_MATERIAL FOR THE TASK_
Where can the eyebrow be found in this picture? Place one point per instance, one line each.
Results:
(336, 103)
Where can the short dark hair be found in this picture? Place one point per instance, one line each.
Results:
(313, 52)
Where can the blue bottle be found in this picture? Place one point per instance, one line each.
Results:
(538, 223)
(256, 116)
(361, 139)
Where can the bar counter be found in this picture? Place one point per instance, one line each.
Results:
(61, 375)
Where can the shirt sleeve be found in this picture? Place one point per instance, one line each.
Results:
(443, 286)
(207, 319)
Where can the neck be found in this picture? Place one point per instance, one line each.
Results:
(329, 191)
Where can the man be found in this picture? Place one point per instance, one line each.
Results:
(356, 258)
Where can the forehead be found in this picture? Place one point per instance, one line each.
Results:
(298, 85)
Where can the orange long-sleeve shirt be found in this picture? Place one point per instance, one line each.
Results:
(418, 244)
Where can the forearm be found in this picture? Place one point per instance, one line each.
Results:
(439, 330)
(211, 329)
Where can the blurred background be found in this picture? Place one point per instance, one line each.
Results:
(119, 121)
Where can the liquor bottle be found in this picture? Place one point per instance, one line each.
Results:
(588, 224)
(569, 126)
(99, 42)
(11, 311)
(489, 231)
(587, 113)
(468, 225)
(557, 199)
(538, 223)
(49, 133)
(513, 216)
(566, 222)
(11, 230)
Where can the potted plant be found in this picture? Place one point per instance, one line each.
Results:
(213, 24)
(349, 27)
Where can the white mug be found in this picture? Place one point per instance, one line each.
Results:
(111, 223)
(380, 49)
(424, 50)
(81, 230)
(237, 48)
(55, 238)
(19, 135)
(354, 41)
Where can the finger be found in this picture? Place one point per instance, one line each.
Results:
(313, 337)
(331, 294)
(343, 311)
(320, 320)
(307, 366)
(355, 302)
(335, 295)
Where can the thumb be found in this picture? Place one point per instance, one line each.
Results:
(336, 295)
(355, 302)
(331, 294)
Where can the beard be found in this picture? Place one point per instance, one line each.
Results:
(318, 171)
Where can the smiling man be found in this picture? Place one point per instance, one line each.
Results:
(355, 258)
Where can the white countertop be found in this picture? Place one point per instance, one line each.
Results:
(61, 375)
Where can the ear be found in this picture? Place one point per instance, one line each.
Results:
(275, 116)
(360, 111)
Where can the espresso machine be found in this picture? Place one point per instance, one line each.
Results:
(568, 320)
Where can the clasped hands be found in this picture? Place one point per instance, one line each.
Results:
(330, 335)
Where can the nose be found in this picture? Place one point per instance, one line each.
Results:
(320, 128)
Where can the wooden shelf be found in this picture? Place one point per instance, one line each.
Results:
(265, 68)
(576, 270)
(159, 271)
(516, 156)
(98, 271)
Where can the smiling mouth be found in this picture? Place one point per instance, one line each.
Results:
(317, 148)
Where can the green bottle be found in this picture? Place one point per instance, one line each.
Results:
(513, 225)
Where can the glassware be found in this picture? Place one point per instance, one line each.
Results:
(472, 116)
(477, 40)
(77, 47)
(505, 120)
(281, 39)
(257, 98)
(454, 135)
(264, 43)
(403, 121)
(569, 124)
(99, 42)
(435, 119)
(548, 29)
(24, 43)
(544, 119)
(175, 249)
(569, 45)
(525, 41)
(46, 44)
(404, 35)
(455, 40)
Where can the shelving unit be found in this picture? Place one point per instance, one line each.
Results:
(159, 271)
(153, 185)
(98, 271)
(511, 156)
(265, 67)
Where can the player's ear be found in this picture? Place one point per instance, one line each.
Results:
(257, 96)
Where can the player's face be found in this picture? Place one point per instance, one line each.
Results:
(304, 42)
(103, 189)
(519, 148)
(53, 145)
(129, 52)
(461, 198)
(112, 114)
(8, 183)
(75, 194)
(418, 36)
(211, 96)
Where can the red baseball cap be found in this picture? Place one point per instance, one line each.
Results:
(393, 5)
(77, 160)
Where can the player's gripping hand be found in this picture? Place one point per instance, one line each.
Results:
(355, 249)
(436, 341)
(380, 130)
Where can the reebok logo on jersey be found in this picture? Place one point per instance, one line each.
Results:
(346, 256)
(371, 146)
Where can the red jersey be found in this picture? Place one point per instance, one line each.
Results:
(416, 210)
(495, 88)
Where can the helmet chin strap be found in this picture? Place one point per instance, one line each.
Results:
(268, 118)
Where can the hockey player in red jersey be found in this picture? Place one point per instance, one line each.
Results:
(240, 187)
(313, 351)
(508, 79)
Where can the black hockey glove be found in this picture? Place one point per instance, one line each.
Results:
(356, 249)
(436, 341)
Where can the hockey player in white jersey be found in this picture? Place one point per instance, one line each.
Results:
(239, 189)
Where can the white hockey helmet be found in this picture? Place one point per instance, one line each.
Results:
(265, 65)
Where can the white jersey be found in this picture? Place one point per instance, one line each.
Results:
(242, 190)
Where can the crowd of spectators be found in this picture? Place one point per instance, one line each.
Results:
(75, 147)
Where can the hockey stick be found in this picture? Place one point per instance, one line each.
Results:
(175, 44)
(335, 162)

_WHAT IS REQUIRED_
Tell me how many lines of the records include the word "sleeve", and say nothing else.

_RESULT OF THE TASK_
2